--- Start DATA SHOWN ---

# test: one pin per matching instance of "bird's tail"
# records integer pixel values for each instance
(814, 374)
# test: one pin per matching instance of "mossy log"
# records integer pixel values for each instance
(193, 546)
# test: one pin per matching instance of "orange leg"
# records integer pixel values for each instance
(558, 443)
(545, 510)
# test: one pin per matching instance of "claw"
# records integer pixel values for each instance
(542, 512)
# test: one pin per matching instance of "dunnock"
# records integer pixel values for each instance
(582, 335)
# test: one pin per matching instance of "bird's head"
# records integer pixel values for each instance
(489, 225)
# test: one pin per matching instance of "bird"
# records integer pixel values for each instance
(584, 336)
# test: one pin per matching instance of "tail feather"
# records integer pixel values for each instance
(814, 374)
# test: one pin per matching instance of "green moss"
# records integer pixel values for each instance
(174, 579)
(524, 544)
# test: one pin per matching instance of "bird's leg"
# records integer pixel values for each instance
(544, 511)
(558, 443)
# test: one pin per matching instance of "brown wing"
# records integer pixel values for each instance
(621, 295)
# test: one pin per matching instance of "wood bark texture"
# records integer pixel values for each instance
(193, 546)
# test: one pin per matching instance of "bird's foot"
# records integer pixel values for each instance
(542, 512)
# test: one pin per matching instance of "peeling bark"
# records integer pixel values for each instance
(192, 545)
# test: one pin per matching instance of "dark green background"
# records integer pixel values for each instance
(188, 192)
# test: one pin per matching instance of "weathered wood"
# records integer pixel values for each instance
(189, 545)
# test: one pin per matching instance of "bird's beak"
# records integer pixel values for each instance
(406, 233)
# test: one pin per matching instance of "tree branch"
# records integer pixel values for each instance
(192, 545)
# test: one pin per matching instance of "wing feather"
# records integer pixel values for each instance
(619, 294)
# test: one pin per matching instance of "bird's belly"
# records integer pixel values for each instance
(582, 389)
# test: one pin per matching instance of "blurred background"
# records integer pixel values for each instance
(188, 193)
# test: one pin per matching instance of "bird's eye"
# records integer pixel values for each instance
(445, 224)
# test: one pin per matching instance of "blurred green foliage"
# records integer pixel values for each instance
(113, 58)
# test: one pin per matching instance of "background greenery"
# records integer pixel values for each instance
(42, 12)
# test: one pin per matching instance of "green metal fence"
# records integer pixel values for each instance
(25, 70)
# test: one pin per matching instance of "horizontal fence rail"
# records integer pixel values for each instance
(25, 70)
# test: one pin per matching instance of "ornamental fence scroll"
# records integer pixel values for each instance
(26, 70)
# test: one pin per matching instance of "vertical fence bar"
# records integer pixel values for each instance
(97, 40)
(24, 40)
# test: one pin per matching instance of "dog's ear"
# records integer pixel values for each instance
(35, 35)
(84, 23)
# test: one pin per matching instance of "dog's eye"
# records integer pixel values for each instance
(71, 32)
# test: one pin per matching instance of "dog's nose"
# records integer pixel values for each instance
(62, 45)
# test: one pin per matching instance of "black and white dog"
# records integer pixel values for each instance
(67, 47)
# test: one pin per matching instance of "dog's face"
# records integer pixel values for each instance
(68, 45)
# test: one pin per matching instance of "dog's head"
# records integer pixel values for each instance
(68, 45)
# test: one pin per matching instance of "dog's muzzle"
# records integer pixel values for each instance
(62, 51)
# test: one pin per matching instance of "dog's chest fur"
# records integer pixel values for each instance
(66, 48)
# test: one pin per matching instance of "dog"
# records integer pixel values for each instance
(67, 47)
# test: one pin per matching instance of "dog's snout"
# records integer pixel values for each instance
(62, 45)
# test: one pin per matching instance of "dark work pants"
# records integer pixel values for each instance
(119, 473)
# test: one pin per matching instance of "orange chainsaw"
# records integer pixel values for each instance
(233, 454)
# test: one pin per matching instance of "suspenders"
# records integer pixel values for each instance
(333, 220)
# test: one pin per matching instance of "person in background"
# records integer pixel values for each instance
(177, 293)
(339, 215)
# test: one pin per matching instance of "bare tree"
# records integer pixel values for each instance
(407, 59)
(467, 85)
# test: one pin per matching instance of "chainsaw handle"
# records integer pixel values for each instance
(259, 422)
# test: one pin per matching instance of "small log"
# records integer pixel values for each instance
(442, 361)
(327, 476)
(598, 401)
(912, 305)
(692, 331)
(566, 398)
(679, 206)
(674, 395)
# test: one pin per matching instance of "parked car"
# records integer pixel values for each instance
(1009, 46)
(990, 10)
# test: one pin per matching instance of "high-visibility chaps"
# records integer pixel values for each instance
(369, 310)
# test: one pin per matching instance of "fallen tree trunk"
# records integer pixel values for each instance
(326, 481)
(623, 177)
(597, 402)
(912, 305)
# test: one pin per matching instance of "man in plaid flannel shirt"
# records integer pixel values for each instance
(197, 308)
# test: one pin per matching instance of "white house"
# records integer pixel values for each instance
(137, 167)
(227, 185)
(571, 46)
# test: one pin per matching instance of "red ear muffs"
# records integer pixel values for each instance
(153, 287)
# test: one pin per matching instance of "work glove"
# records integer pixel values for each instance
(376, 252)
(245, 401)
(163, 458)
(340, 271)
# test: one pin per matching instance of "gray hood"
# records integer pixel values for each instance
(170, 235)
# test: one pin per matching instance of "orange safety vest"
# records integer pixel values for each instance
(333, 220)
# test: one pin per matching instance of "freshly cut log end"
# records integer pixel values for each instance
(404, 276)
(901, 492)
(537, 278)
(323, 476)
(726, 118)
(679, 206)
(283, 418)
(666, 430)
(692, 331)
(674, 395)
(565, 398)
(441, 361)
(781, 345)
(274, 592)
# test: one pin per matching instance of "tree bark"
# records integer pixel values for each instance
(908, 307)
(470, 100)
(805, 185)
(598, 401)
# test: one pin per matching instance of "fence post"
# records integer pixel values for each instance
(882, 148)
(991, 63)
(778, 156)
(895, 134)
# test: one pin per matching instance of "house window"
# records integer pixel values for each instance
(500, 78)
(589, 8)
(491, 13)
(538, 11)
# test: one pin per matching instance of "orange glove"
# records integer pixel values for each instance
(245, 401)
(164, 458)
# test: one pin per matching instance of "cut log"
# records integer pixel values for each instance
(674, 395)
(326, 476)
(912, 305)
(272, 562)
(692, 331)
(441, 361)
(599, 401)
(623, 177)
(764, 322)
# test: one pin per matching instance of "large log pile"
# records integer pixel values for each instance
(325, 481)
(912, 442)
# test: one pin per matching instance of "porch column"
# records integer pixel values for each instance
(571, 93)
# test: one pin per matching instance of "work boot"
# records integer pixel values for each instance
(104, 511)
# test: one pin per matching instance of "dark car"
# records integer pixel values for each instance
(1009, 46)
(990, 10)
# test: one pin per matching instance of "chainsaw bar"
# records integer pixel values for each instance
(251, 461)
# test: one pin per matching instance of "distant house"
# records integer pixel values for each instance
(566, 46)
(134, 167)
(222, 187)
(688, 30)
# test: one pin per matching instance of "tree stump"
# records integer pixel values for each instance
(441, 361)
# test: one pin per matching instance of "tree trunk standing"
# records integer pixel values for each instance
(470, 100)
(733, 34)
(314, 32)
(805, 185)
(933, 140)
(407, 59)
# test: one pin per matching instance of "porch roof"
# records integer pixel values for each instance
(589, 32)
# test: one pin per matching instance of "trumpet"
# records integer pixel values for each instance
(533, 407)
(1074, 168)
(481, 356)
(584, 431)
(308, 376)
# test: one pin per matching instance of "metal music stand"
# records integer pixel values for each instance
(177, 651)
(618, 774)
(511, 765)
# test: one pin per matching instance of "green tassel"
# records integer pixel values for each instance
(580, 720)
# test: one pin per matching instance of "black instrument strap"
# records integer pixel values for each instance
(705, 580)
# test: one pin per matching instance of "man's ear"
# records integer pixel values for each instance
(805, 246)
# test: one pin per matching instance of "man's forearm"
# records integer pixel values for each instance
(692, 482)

--- End DATA SHOWN ---

### AIM
Repeat all entries. Match them exactly.

### SOLVED EXERCISE
# test: one pin per matching instance of "bird's tail"
# records integer pixel values for each instance
(814, 374)
# test: one pin per matching instance of "mossy log"
# records integer pixel values for each instance
(193, 546)
# test: one pin per matching instance of "orange leg"
# records integer pixel values for each instance
(558, 443)
(545, 510)
# test: one pin per matching instance of "claw"
# records integer pixel values for each instance
(542, 512)
# test: one pin per matching instance of "dunnock"
# records integer pixel values for each instance
(582, 335)
# test: one pin per matching instance of "bird's head"
# records integer pixel values for each instance
(489, 225)
# test: one pin per matching instance of "bird"
# records integer pixel values for each instance
(584, 336)
# test: one pin per matching instance of "tail feather"
# records integer pixel values for each instance
(814, 374)
# test: one pin per matching instance of "green moss"
# records integer pixel values for each instance
(174, 579)
(524, 544)
# test: one pin per matching instance of "bird's leg"
# records integer pixel values for each instance
(544, 511)
(558, 443)
# test: one pin per matching instance of "brown wing"
# records integer pixel values for each instance
(621, 295)
# test: one pin per matching instance of "wood bark texture"
# records integer pixel values for each instance
(193, 546)
# test: one pin per matching instance of "bird's foot"
# records integer pixel values for each instance
(542, 512)
# test: one pin per matching instance of "peeling bark"
# records integer pixel values for each instance
(192, 545)
# test: one pin per matching instance of "dark green background"
# records integer pixel values for each instance
(188, 192)
# test: one pin per matching instance of "weathered wood"
# records integer pixel values for each instance
(189, 545)
# test: one pin per matching instance of "bird's beak"
# records integer pixel values for each instance
(406, 233)
# test: one pin per matching instance of "tree branch"
# records integer pixel values for each instance
(192, 545)
# test: one pin per matching instance of "wing feather"
# records integer pixel values for each instance
(619, 294)
# test: one pin per matching instance of "bird's belly"
# records integer pixel values for each instance
(582, 389)
# test: one pin per matching instance of "blurred background"
# records integer pixel values for each instance
(188, 193)
# test: one pin per matching instance of "bird's eye"
# records integer pixel values for each instance
(445, 224)
# test: one pin per matching instance of "blurred green foliage"
# records integer pixel values for each instance
(113, 58)
# test: one pin per matching instance of "background greenery"
# records integer pixel values for each instance
(42, 12)
# test: one pin per matching instance of "green metal fence"
# records integer pixel values for each instance
(25, 70)
# test: one pin per matching instance of "horizontal fence rail"
# records integer pixel values for each instance
(25, 70)
# test: one pin per matching instance of "ornamental fence scroll"
# records integer pixel values for each instance
(26, 70)
# test: one pin per matching instance of "vertical fence bar"
# records integer pixel values for each instance
(97, 40)
(24, 40)
# test: one pin per matching instance of "dog's ear"
# records integer pixel values for each instance
(35, 35)
(84, 23)
# test: one pin per matching instance of "dog's eye"
# records integer pixel values for each instance
(71, 32)
# test: one pin per matching instance of "dog's nose"
# records integer pixel values for each instance
(62, 45)
# test: one pin per matching instance of "black and white dog"
# records integer pixel values for each instance
(67, 47)
# test: one pin per matching instance of "dog's face"
# records integer pixel values for each instance
(68, 45)
# test: one pin per matching instance of "dog's head"
# records integer pixel values for each instance
(68, 45)
# test: one pin per matching instance of "dog's muzzle"
# records integer pixel values for each instance
(62, 51)
# test: one pin per matching instance of "dog's chest fur"
# records integer pixel values for each instance
(66, 48)
# test: one pin per matching instance of "dog"
# records integer pixel values for each instance
(67, 47)
# test: one pin per matching instance of "dog's snout"
# records integer pixel values for each instance
(62, 45)
# test: one pin per matching instance of "dark work pants"
# records integer pixel values for each instance
(119, 473)
# test: one pin per matching instance of "orange chainsaw"
# records integer pixel values for each instance
(233, 454)
# test: one pin per matching instance of "suspenders"
# records integer pixel values for each instance
(333, 220)
# test: one pin per matching instance of "person in background"
# records integer pixel values for each instance
(177, 293)
(339, 215)
# test: one pin per matching instance of "bare tree"
# records integer pixel values for each instance
(407, 59)
(467, 85)
# test: one pin per matching instance of "chainsaw handle"
# records integer pixel values for each instance
(259, 422)
# test: one pin per matching instance of "small log"
# records integer pixel values for each instance
(442, 361)
(327, 476)
(598, 401)
(912, 305)
(692, 331)
(566, 398)
(679, 206)
(674, 395)
# test: one pin per matching instance of "parked car"
# records integer pixel values for each instance
(1009, 46)
(990, 10)
# test: one pin per matching instance of "high-visibility chaps"
# records integer pixel values for each instance
(369, 310)
# test: one pin per matching instance of "fallen tree trunk"
# records integer pixel values for each instance
(326, 481)
(623, 177)
(597, 402)
(912, 305)
# test: one pin per matching instance of "man in plaid flannel shirt"
# records integer pixel values for each instance
(197, 308)
# test: one pin per matching instance of "white house"
# records integer pixel values for each instance
(137, 167)
(227, 185)
(571, 46)
# test: one pin per matching instance of "red ear muffs"
# records integer pixel values for each instance
(153, 287)
# test: one pin per matching instance of "work glove"
# records integer pixel values for each instance
(376, 252)
(245, 401)
(163, 458)
(340, 271)
# test: one pin per matching instance of "gray hood"
# records integer pixel values for each instance
(170, 235)
# test: one pin per matching instance of "orange safety vest"
# records integer pixel values for each instance
(333, 220)
# test: one pin per matching instance of "freshly cut log end"
# records integer pixel values for each instance
(404, 276)
(901, 492)
(537, 278)
(323, 476)
(726, 118)
(679, 206)
(283, 418)
(666, 430)
(692, 331)
(674, 395)
(565, 398)
(441, 361)
(781, 345)
(274, 592)
# test: one pin per matching instance of "tree bark"
# records integer pixel values for each instance
(908, 307)
(470, 100)
(805, 185)
(598, 401)
# test: one pin per matching instance of "fence post"
# records integer pixel values for each instance
(882, 148)
(991, 63)
(778, 156)
(895, 134)
# test: one pin per matching instance of "house window"
# records integer pixel values for each instance
(500, 78)
(589, 8)
(491, 13)
(538, 11)
# test: one pin per matching instance of "orange glove"
# records integer pixel values for each instance
(245, 401)
(164, 458)
# test: one pin per matching instance of "cut log"
# records integer pixel values for each instance
(674, 395)
(326, 476)
(912, 305)
(272, 562)
(692, 331)
(441, 361)
(599, 401)
(623, 177)
(764, 322)
# test: one pin per matching instance of "large log pile"
# records integer pixel values for each instance
(325, 481)
(912, 442)
# test: one pin per matching instance of "porch column"
# records integer pixel values for each instance
(571, 93)
# test: one pin per matching instance of "work boot"
# records integer pixel values for each instance
(104, 511)
# test: one pin per matching instance of "dark car"
# records integer pixel values for each instance
(1009, 46)
(990, 10)
# test: one pin per matching instance of "chainsaw bar"
# records integer pixel values for each instance
(251, 461)
# test: one pin per matching instance of "distant house"
# records integer pixel values for each instance
(566, 46)
(134, 167)
(222, 187)
(688, 30)
# test: one pin per matching instance of "tree stump"
# records integer pixel values for each instance
(441, 361)
# test: one pin per matching instance of "tree trunk standing"
# records integer pixel values for each instance
(470, 100)
(733, 34)
(314, 32)
(805, 185)
(933, 140)
(407, 59)
# test: one pin per matching instance of "porch roof"
# records integer pixel values for each instance
(589, 32)
# test: one pin per matching instance of "trumpet"
# records integer pixel values for each instance
(533, 407)
(1074, 168)
(481, 356)
(584, 431)
(308, 376)
# test: one pin per matching instance of "metal music stand"
# records integer pixel values for each instance
(177, 651)
(618, 774)
(511, 765)
# test: one pin per matching instance of "green tassel"
# records integer pixel values for each instance
(580, 720)
# test: one pin per matching instance of "black instrument strap"
# records integer pixel values for each instance
(705, 580)
# test: one pin per matching instance of "man's ear"
# records integer pixel values for each instance
(805, 246)
# test: one pin per matching instance of "man's forearm"
# records integer pixel values for each instance
(692, 482)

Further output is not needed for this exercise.